INSTRUCTIONS TO FOLLOW - Put every line of the records, from the one containing "task: trace the outline of every instance of the net" through the end, into a JSON list of strings with one string per line, leaving out blank lines. Leave the pictures out of the answer.

SUPPLIED INFORMATION -
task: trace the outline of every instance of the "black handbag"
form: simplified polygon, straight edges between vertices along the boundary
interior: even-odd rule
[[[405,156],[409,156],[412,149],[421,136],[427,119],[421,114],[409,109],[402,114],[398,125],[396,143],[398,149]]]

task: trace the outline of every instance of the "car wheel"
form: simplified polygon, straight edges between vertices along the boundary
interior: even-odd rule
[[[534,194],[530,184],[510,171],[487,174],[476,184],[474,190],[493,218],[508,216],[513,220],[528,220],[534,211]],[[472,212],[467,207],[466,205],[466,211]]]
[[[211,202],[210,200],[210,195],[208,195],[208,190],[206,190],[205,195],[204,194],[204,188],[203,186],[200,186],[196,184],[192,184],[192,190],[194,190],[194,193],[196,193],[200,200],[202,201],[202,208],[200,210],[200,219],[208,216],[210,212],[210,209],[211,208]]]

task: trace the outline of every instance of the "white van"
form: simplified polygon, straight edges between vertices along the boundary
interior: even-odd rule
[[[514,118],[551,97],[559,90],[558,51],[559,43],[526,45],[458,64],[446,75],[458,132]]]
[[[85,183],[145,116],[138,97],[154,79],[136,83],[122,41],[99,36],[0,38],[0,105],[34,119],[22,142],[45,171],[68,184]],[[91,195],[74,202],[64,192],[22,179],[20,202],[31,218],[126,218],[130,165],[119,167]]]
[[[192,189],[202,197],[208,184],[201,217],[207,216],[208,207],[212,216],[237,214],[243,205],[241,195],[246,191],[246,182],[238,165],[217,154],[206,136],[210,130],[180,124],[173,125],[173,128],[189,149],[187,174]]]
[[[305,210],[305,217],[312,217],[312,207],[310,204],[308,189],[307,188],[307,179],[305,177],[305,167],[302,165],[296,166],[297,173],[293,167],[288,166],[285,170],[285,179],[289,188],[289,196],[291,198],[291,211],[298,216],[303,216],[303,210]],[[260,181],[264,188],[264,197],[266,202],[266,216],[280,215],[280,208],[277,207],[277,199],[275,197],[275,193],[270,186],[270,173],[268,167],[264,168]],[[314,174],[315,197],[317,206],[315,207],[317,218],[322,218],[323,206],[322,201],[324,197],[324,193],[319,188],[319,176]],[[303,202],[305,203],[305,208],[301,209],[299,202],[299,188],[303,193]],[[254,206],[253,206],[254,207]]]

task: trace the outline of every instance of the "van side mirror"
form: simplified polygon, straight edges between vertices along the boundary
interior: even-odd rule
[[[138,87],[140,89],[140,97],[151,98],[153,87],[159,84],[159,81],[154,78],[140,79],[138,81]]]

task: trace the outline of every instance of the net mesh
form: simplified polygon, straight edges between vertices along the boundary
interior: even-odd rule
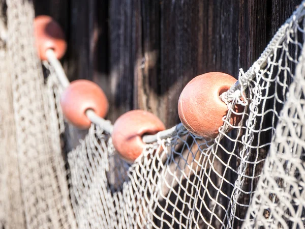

RESULT OF THIS EXERCISE -
[
  "task: trace the outline of every instance of the net mesh",
  "form: simplified polygon, straight edges between vertices along the boundary",
  "interior: even-odd rule"
]